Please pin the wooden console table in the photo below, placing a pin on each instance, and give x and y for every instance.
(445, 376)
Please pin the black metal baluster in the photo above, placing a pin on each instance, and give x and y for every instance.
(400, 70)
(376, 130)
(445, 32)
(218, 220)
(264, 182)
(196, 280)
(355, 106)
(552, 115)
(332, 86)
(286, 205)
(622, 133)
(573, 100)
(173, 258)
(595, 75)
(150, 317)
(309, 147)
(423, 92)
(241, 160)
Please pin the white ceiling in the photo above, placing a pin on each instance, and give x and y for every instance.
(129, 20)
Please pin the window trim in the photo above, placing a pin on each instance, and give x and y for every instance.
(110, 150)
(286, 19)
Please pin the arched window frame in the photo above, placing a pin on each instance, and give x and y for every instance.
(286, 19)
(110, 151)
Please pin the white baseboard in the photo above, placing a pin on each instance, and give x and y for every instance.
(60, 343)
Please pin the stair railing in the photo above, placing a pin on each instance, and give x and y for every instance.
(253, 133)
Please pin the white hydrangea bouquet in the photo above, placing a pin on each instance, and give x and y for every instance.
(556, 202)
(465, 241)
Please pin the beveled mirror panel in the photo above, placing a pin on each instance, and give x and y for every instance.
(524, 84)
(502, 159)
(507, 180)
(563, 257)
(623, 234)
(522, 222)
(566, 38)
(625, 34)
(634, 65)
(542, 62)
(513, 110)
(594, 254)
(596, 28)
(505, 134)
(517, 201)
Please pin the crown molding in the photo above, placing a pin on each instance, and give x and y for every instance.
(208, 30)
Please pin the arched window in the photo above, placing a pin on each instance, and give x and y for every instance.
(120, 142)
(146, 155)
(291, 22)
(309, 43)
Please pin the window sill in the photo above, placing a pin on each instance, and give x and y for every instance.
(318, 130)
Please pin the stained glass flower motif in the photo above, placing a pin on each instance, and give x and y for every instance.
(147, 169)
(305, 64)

⁂

What you will do: Rewrite the data from the line containing "Please pin the beveled" through the end of the data, replacing "arched window" with "round window" and keeping everything else the same.

Exercise answer:
Please pin the beveled mirror panel in the photo above, placing a pin on each instance, and give x and y for every instance.
(524, 84)
(502, 159)
(507, 180)
(563, 257)
(623, 234)
(522, 222)
(566, 38)
(625, 34)
(634, 65)
(542, 62)
(513, 110)
(594, 254)
(596, 28)
(505, 134)
(517, 201)
Please pin the crown molding in the photo above, placing a pin on each instance, and give x and y for every instance.
(208, 30)
Please pin the round window in the photo above, placing a pin on each instance, and give x and y for every instance.
(120, 142)
(146, 155)
(291, 22)
(309, 43)
Please pin the window sill in the photo above, placing a pin on each instance, and give x and y for every instance.
(318, 130)
Please pin the stained glass flower motif in the photo above, placing a pin on each instance, and give x and y for every instance.
(147, 169)
(305, 64)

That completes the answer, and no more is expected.